AIM OF THE TASK =>
Extract all of the entries and set them down verbatim.

(Point localization data)
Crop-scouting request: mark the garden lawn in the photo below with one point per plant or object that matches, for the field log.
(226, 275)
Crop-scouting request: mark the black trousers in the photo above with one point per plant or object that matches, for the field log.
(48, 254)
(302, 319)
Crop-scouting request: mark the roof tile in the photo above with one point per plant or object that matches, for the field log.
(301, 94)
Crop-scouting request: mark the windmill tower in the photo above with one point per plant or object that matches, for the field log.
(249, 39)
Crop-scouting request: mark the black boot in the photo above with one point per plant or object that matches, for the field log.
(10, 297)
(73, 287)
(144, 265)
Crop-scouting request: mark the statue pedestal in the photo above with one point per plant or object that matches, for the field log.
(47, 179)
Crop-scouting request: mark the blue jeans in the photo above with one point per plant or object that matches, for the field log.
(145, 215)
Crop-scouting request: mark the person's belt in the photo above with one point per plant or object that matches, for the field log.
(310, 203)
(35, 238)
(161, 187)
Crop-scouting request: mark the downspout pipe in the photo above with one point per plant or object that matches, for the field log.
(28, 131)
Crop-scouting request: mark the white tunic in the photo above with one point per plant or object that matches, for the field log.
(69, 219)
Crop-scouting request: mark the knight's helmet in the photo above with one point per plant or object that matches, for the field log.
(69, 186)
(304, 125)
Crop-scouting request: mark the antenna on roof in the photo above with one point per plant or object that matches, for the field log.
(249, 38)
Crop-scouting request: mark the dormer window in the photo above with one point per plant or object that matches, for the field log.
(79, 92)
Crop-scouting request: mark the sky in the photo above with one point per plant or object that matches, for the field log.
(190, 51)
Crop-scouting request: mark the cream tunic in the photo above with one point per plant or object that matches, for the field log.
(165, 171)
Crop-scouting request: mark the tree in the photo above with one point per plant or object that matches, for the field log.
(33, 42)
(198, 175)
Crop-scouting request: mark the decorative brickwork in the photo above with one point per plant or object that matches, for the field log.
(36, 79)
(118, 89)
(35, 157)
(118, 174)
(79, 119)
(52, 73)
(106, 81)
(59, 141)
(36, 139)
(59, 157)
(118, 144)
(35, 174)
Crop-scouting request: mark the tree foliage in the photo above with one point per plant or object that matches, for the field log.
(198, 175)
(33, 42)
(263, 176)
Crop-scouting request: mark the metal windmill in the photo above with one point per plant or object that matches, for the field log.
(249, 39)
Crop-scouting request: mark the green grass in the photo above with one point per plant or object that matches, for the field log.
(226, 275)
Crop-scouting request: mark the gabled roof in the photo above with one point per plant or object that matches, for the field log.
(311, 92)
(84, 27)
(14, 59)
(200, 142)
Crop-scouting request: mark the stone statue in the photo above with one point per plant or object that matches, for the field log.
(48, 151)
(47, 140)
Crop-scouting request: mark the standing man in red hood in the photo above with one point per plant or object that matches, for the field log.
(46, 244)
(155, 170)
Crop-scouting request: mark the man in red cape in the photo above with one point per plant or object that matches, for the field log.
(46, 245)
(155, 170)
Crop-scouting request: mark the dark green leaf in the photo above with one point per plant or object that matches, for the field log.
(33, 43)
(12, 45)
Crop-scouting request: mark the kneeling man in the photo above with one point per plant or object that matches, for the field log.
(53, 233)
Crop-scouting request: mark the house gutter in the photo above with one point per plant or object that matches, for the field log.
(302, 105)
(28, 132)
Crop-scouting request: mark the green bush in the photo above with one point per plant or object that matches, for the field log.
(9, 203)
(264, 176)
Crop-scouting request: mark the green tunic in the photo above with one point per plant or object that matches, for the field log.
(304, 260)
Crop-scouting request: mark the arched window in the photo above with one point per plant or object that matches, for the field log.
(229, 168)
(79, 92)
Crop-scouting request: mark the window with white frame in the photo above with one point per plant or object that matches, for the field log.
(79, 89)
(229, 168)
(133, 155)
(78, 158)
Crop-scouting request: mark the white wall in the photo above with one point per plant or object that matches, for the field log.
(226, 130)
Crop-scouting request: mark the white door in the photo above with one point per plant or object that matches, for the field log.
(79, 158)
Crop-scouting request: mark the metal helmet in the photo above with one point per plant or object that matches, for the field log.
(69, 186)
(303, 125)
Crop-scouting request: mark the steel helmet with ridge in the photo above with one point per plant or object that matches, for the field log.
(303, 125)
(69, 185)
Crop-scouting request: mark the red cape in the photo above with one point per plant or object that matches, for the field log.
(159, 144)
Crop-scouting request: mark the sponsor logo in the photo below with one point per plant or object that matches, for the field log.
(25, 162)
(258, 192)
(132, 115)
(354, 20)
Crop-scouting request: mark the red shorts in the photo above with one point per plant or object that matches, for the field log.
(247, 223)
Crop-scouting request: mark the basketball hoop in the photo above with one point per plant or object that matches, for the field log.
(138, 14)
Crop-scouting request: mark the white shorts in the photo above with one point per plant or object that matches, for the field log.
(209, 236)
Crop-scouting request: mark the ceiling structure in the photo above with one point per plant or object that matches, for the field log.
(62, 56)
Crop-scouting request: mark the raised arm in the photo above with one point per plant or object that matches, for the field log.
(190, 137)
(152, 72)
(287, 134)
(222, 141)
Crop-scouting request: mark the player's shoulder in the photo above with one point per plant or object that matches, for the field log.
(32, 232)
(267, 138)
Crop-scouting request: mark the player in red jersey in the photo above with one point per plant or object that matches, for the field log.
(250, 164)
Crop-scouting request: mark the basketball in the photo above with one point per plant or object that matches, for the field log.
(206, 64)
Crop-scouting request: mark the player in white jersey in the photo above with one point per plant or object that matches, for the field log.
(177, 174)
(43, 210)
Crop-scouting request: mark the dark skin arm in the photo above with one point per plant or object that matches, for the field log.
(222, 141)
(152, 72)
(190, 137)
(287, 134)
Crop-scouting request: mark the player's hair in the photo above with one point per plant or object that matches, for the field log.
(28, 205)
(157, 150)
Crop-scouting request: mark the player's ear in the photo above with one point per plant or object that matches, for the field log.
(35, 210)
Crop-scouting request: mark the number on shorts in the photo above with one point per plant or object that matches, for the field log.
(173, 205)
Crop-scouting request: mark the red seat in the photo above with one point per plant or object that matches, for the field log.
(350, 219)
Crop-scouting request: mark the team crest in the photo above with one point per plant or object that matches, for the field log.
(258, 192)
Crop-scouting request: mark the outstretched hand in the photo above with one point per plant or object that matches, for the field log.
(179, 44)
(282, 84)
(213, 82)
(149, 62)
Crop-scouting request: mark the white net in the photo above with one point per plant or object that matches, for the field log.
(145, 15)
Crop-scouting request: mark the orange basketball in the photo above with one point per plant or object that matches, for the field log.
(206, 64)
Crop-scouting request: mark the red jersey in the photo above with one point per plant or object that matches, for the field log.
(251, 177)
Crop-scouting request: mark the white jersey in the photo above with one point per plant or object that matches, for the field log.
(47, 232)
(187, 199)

RESPONSE AREA =>
Crop-scouting request: mark the garden lawn in the photo below with one point per plant or object that matches, for the field log.
(226, 275)
Crop-scouting request: mark the black trousers in the photo above with one point per plant or object that matches, for the field log.
(48, 254)
(302, 319)
Crop-scouting request: mark the roof tile in the photo above with one point per plant or object that matches, for the field log.
(301, 94)
Crop-scouting request: mark the windmill tower in the photo above with one point per plant or object that matches, for the field log.
(249, 39)
Crop-scouting request: mark the black boot in the photo above with one point per plant or object that matches, for the field log.
(10, 297)
(73, 287)
(144, 265)
Crop-scouting request: mark the statue pedestal in the photo above with one point per plant or object that matches, for the field log.
(47, 179)
Crop-scouting request: mark the blue jeans in the photo above with one point per plant or object that matches, for the field log.
(145, 215)
Crop-scouting request: mark the person's belt in the photo above with one point per plant or object that matches, for the field log.
(310, 203)
(35, 238)
(161, 187)
Crop-scouting request: mark the downspout pipe in the photo above with one point per plant or object that matches, for the field log.
(28, 131)
Crop-scouting request: mark the white tunic in the photo above with one point per plant or object that matches, for the field log.
(69, 219)
Crop-scouting request: mark the knight's helmet in the photo above with one point per plant or object that matches, for the field log.
(69, 186)
(304, 125)
Crop-scouting request: mark the antenna on roof in the photo above with one point per plant or object that matches, for the field log.
(249, 38)
Crop-scouting request: mark the dormer window in the photo above with one point per plant or object that matches, for the field log.
(79, 92)
Crop-scouting request: mark the sky in the photo above with one point per plant or object that matches, for the field log.
(190, 51)
Crop-scouting request: mark the cream tunic in the photo above with one point per plant or object that matches, for the field log.
(165, 171)
Crop-scouting request: mark the tree in the photo above with one point per plant or object that matches, for the field log.
(33, 42)
(198, 175)
Crop-scouting request: mark the decorative brickwork in the photo above with one point per plant or object that matches, for the field log.
(36, 79)
(118, 89)
(35, 157)
(118, 174)
(79, 119)
(52, 73)
(106, 81)
(59, 141)
(36, 139)
(59, 157)
(118, 144)
(35, 174)
Crop-scouting request: mark the tree foliage in the photo above with one point per plant or object that matches, for the field log.
(198, 175)
(33, 42)
(263, 176)
Crop-scouting request: mark the metal windmill in the photo above with one point per plant or object that matches, for the field log.
(249, 39)
Crop-scouting request: mark the green grass in the photo above with one point per plant or object that matches, for the field log.
(226, 275)
Crop-scouting request: mark the gabled roof in the photo above with one point per plant or object that matches, for the field log.
(311, 92)
(84, 27)
(14, 59)
(200, 142)
Crop-scouting request: mark the stone statue in the photo above with one point per plant or object that matches, for the field log.
(48, 151)
(47, 140)
Crop-scouting request: mark the standing man in red hood in the photo above with one point per plant or object that matches, for the field log.
(46, 244)
(155, 170)
Crop-scouting request: mark the man in red cape in the photo above with one point per plant or object that matches, for the field log.
(46, 245)
(155, 170)
Crop-scouting request: mark the dark green leaf in the photo above with one point per plant or object that matches, for the field log.
(33, 43)
(12, 45)
Crop-scouting request: mark the kneeling man in the photo above with one point per plant or object that matches, for the field log.
(53, 233)
Crop-scouting request: mark the house gutter in the photo above with one point per plant or object that matches, for the field log.
(302, 105)
(28, 132)
Crop-scouting request: mark the green bush in the photo above with one point per plant or object that matches, for the field log.
(9, 203)
(264, 176)
Crop-scouting request: mark the green tunic in the photo above with one point per plant or object that matches, for the field log.
(304, 260)
Crop-scouting request: mark the arched window in the photo above with one point per plant or object that matches, for the field log.
(229, 168)
(79, 92)
Crop-scouting request: mark the window with white frame in the photo above with one point per plant or object that matches, for the field log.
(79, 89)
(229, 168)
(133, 155)
(78, 158)
Crop-scouting request: mark the white wall in the photo above with one point per plant or object that matches, for the field log.
(226, 130)
Crop-scouting request: mark the white door in the photo above with one point per plant or object that matches, for the field log.
(79, 158)
Crop-scouting request: mark the metal helmet in the photo above with one point per plant or object that matches, for the field log.
(69, 186)
(303, 125)
Crop-scouting request: mark the steel helmet with ridge in the photo above with one point per plant or object that matches, for the field log.
(303, 125)
(69, 185)
Crop-scouting request: mark the red cape in the photo above with one point per plant or object that matches, for the field log.
(159, 144)
Crop-scouting request: mark the sponsor logo in the photo below with one point per plant or object that matches, for the field log.
(25, 162)
(258, 192)
(132, 115)
(354, 20)
Crop-scouting request: mark the red shorts in the photo above with one point per plant or object that matches, for the field log.
(247, 223)
Crop-scouting request: mark the basketball hoop in the photo above with one point per plant or object that matches, for the field log.
(138, 14)
Crop-scouting request: mark the white shorts in the photo above with one point per plant or object that matches, for the field log.
(209, 236)
Crop-scouting request: mark the ceiling structure in the photo above with one point per plant or object that matches, for the field log.
(62, 56)
Crop-scouting request: mark the raised arm in the photo above with one point per plant or object that matches, for the field log.
(190, 137)
(152, 72)
(287, 134)
(222, 141)
Crop-scouting request: mark the player's shoulder in the photo above with one point per plant or object that matches, for the field log.
(32, 232)
(267, 138)
Crop-scouting request: mark the player in red jersey in the photo above with one point per plant or object that matches, for the field log.
(250, 164)
Crop-scouting request: mark the basketball in the photo above with one point per plant or object that matches, for the field log.
(206, 64)
Crop-scouting request: mark the player in white jersey in the photo above with one point per plant or object that matches, for the field log.
(177, 174)
(43, 210)
Crop-scouting request: mark the dark skin arm in the photo above with one point per plant or object that matches, for the field log.
(222, 141)
(152, 72)
(190, 137)
(287, 134)
Crop-scouting request: mark the player's hair in the photo above with one point per plant or object that matches, for the field log.
(28, 205)
(157, 150)
Crop-scouting request: mark the player's ear in the photo above with one point per plant or object that matches, for the field log.
(35, 210)
Crop-scouting request: mark the number on shorts in the photo above with one point per plant or object that matches, for the field log.
(173, 205)
Crop-scouting request: mark the red seat in the photo above with one point per plant or object that matches, for the field log.
(350, 219)
Crop-scouting request: mark the team crest in the photo above with one point per plant or object that matches, for the field log.
(258, 192)
Crop-scouting request: mark the outstretched hand in the photo above with one point per plant or object that matches, for the field log.
(179, 44)
(282, 84)
(213, 82)
(149, 62)
Crop-scouting request: mark the white net in the photo above with one point per plant or object that matches, for the field log.
(145, 15)
Crop-scouting request: mark the orange basketball in the photo above with one point per plant or object that matches, for the field log.
(206, 64)
Crop-scouting request: mark the red jersey in the photo above with one point per plant or object that matches, for the field log.
(251, 177)
Crop-scouting request: mark the white jersey in the photo above with one point per plant or object that matches, for the field log.
(47, 232)
(187, 199)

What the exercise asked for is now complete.